* **Exercise**:
Convert every line of the entries below into a Markdown table with an Index column for the row number and a Content column for the line, skipping blank lines. Leave the pictures out of your answer.

* **Extracted information**:
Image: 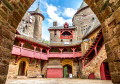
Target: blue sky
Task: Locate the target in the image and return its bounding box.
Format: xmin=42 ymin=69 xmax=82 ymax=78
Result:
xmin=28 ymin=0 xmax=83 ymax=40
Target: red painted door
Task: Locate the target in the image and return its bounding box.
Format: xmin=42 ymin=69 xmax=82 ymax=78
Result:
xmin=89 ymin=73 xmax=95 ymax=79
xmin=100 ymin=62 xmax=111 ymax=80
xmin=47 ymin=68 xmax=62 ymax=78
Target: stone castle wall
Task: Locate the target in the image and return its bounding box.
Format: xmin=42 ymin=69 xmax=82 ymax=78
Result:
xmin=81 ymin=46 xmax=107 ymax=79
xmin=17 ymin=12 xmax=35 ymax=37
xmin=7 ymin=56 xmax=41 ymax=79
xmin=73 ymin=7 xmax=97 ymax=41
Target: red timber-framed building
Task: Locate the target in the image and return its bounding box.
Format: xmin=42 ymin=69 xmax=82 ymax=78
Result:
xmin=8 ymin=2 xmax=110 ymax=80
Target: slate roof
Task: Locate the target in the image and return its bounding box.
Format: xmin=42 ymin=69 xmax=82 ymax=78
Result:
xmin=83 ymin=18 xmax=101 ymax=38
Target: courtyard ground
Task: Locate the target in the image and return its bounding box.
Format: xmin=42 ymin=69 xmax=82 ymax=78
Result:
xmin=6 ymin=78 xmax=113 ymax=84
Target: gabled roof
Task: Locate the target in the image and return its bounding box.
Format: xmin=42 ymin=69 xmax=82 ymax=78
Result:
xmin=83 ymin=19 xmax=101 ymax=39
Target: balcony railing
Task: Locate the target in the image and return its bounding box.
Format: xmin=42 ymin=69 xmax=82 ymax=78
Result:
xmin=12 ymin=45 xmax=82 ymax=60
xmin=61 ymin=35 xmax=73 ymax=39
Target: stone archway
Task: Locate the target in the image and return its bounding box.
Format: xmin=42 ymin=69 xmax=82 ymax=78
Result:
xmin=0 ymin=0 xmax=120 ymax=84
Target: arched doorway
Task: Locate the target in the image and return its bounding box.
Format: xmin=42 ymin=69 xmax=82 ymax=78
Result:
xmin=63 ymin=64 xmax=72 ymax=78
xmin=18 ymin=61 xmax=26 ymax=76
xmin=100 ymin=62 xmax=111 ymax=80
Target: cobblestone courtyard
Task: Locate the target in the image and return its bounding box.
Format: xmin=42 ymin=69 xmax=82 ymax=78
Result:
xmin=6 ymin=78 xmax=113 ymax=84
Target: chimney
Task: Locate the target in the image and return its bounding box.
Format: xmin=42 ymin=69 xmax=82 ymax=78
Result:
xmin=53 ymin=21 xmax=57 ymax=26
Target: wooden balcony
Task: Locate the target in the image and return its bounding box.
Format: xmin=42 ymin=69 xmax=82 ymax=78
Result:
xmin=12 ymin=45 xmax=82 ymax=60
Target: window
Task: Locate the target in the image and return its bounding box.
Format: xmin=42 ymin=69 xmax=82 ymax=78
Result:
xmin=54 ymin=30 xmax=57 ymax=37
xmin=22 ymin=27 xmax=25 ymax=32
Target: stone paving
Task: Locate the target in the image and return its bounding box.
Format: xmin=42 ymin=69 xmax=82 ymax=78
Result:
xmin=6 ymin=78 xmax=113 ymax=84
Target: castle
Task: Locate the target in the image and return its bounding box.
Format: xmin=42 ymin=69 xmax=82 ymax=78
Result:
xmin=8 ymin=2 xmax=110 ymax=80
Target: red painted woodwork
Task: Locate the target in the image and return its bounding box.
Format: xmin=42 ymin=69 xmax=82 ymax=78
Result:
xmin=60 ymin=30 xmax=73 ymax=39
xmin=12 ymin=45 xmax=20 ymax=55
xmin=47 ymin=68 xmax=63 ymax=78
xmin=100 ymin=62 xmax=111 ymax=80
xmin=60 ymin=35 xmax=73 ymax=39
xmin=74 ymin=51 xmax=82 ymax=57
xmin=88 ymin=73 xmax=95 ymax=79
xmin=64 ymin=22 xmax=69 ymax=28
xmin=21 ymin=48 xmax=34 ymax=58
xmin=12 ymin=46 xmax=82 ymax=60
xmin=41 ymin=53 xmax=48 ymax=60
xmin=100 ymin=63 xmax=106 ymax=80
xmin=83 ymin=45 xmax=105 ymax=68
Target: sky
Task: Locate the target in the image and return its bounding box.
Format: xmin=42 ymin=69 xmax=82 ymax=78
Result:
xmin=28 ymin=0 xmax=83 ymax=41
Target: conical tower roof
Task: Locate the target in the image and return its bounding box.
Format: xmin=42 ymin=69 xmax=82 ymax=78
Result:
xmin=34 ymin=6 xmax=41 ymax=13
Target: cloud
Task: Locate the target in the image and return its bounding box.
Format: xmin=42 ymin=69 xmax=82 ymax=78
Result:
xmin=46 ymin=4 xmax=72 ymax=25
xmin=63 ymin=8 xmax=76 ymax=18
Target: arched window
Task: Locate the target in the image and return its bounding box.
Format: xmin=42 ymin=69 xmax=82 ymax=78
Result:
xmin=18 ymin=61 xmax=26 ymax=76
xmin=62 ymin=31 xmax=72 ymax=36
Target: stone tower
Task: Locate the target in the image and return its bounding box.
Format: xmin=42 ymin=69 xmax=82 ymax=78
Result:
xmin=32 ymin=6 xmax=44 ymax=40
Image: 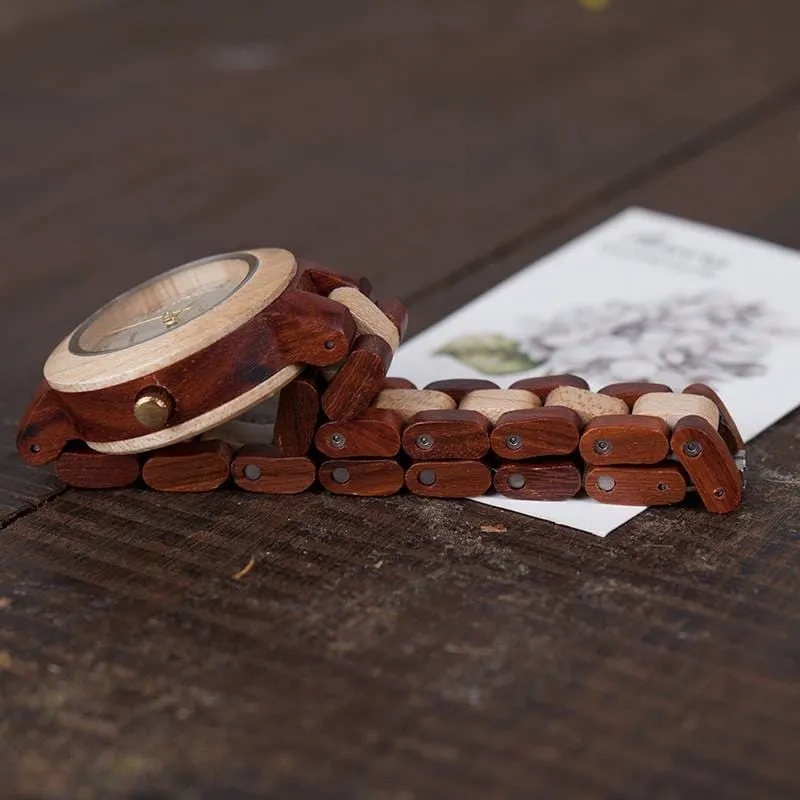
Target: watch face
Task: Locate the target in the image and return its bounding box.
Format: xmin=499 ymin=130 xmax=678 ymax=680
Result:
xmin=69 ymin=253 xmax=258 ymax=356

* **Reply to the task**:
| Index | Content |
|---|---|
| 1 | Image:  |
| 2 | Target: blue sky |
| 3 | Task: Locate the target in the image and return its bounding box. |
| 4 | Format: xmin=42 ymin=69 xmax=82 ymax=78 |
| 5 | Result: |
| 6 | xmin=28 ymin=0 xmax=83 ymax=40 |
| 7 | Target: red painted door |
| 8 | Task: Locate the target in the image and return its bounding box. |
| 9 | Format: xmin=42 ymin=69 xmax=82 ymax=78 |
| 10 | Result: |
| 11 | xmin=89 ymin=73 xmax=95 ymax=79 |
| 12 | xmin=100 ymin=62 xmax=111 ymax=80 |
| 13 | xmin=47 ymin=68 xmax=62 ymax=78 |
| 14 | Target: stone castle wall |
| 15 | Task: Locate the target in the image and return its bounding box. |
| 16 | Format: xmin=42 ymin=69 xmax=82 ymax=78 |
| 17 | Result: |
| 18 | xmin=81 ymin=46 xmax=107 ymax=79 |
| 19 | xmin=17 ymin=12 xmax=35 ymax=37 |
| 20 | xmin=7 ymin=56 xmax=41 ymax=79 |
| 21 | xmin=73 ymin=7 xmax=97 ymax=41 |
| 22 | Target: red timber-framed building |
| 23 | Task: Locate the target in the image and return its bounding box. |
| 24 | Format: xmin=42 ymin=69 xmax=82 ymax=78 |
| 25 | Result: |
| 26 | xmin=8 ymin=2 xmax=110 ymax=80 |
| 27 | Target: slate roof |
| 28 | Task: Locate the target in the image and return its bounding box. |
| 29 | Format: xmin=42 ymin=69 xmax=82 ymax=78 |
| 30 | Result: |
| 31 | xmin=83 ymin=18 xmax=101 ymax=38 |
| 32 | Target: courtyard ground |
| 33 | Task: Locate the target in the image and return its bounding box. |
| 34 | Format: xmin=42 ymin=69 xmax=82 ymax=78 |
| 35 | Result: |
| 36 | xmin=6 ymin=78 xmax=113 ymax=84 |
| 37 | Target: gabled roof |
| 38 | Task: Locate the target in the image and return its bounding box. |
| 39 | Format: xmin=42 ymin=69 xmax=82 ymax=78 |
| 40 | Result: |
| 41 | xmin=83 ymin=19 xmax=101 ymax=39 |
| 42 | Target: balcony railing |
| 43 | Task: Locate the target in the image and return its bounding box. |
| 44 | Format: xmin=42 ymin=69 xmax=82 ymax=78 |
| 45 | Result: |
| 46 | xmin=12 ymin=45 xmax=82 ymax=60 |
| 47 | xmin=61 ymin=35 xmax=73 ymax=39 |
| 48 | Target: stone archway |
| 49 | Task: Locate the target in the image and return its bounding box. |
| 50 | Format: xmin=42 ymin=69 xmax=82 ymax=78 |
| 51 | Result: |
| 52 | xmin=0 ymin=0 xmax=120 ymax=84 |
| 53 | Target: arched doorway |
| 54 | Task: Locate the target in the image and return its bounding box. |
| 55 | Format: xmin=42 ymin=69 xmax=82 ymax=78 |
| 56 | Result: |
| 57 | xmin=63 ymin=64 xmax=72 ymax=78 |
| 58 | xmin=18 ymin=61 xmax=26 ymax=76 |
| 59 | xmin=100 ymin=62 xmax=111 ymax=80 |
| 60 | Target: cobblestone courtyard |
| 61 | Task: Locate the target in the image and return its bounding box. |
| 62 | Format: xmin=42 ymin=69 xmax=82 ymax=78 |
| 63 | Result: |
| 64 | xmin=6 ymin=78 xmax=113 ymax=84 |
| 65 | Target: chimney |
| 66 | Task: Locate the target in the image and return its bounding box. |
| 67 | Format: xmin=42 ymin=69 xmax=82 ymax=78 |
| 68 | Result: |
| 69 | xmin=53 ymin=21 xmax=57 ymax=26 |
| 70 | Target: wooden balcony |
| 71 | Task: Locate the target in the image and return its bounding box. |
| 72 | Format: xmin=42 ymin=69 xmax=82 ymax=78 |
| 73 | Result: |
| 74 | xmin=12 ymin=45 xmax=82 ymax=60 |
| 75 | Target: window |
| 76 | Task: Locate the target in the image and return its bounding box. |
| 77 | Format: xmin=42 ymin=69 xmax=82 ymax=78 |
| 78 | Result: |
| 79 | xmin=54 ymin=30 xmax=57 ymax=37 |
| 80 | xmin=22 ymin=27 xmax=25 ymax=32 |
| 81 | Target: stone paving |
| 82 | Task: Locate the target in the image and return its bounding box. |
| 83 | Format: xmin=42 ymin=69 xmax=82 ymax=78 |
| 84 | Result: |
| 85 | xmin=6 ymin=78 xmax=113 ymax=84 |
| 86 | Target: castle |
| 87 | Task: Locate the target in the image and return its bounding box. |
| 88 | Format: xmin=42 ymin=69 xmax=82 ymax=78 |
| 89 | Result: |
| 90 | xmin=8 ymin=2 xmax=110 ymax=80 |
| 91 | Target: red painted woodwork |
| 92 | Task: Locate the target in the image and return its bounding box. |
| 93 | Format: xmin=42 ymin=69 xmax=82 ymax=78 |
| 94 | Result: |
| 95 | xmin=60 ymin=30 xmax=73 ymax=39 |
| 96 | xmin=12 ymin=45 xmax=20 ymax=55 |
| 97 | xmin=47 ymin=68 xmax=63 ymax=78 |
| 98 | xmin=100 ymin=62 xmax=111 ymax=80 |
| 99 | xmin=60 ymin=35 xmax=73 ymax=39 |
| 100 | xmin=74 ymin=51 xmax=82 ymax=57 |
| 101 | xmin=88 ymin=73 xmax=95 ymax=79 |
| 102 | xmin=64 ymin=22 xmax=69 ymax=28 |
| 103 | xmin=21 ymin=48 xmax=34 ymax=58 |
| 104 | xmin=12 ymin=46 xmax=82 ymax=60 |
| 105 | xmin=41 ymin=53 xmax=48 ymax=60 |
| 106 | xmin=100 ymin=63 xmax=106 ymax=80 |
| 107 | xmin=83 ymin=45 xmax=105 ymax=68 |
| 108 | Target: sky |
| 109 | Task: Locate the target in the image and return its bounding box. |
| 110 | Format: xmin=42 ymin=69 xmax=82 ymax=78 |
| 111 | Result: |
| 112 | xmin=28 ymin=0 xmax=83 ymax=41 |
| 113 | Target: conical tower roof |
| 114 | Task: Locate the target in the image and return its bounding box. |
| 115 | Format: xmin=42 ymin=69 xmax=82 ymax=78 |
| 116 | Result: |
| 117 | xmin=34 ymin=6 xmax=41 ymax=13 |
| 118 | Target: cloud |
| 119 | Task: Locate the target in the image and return its bounding box. |
| 120 | Format: xmin=42 ymin=69 xmax=82 ymax=78 |
| 121 | Result: |
| 122 | xmin=46 ymin=4 xmax=72 ymax=25 |
| 123 | xmin=63 ymin=8 xmax=76 ymax=18 |
| 124 | Target: arched window |
| 125 | Task: Locate the target in the image and return its bounding box. |
| 126 | Format: xmin=42 ymin=69 xmax=82 ymax=78 |
| 127 | Result: |
| 128 | xmin=18 ymin=61 xmax=26 ymax=76 |
| 129 | xmin=62 ymin=31 xmax=72 ymax=36 |
| 130 | Target: stone tower |
| 131 | Task: Locate the target in the image and return its bounding box. |
| 132 | Format: xmin=42 ymin=69 xmax=82 ymax=78 |
| 133 | Result: |
| 134 | xmin=32 ymin=6 xmax=44 ymax=40 |
| 135 | Image:  |
| 136 | Target: watch face |
| 137 | Task: Locate the target in the image and return its bounding box. |
| 138 | Format: xmin=499 ymin=130 xmax=678 ymax=680 |
| 139 | Result: |
| 140 | xmin=69 ymin=253 xmax=258 ymax=356 |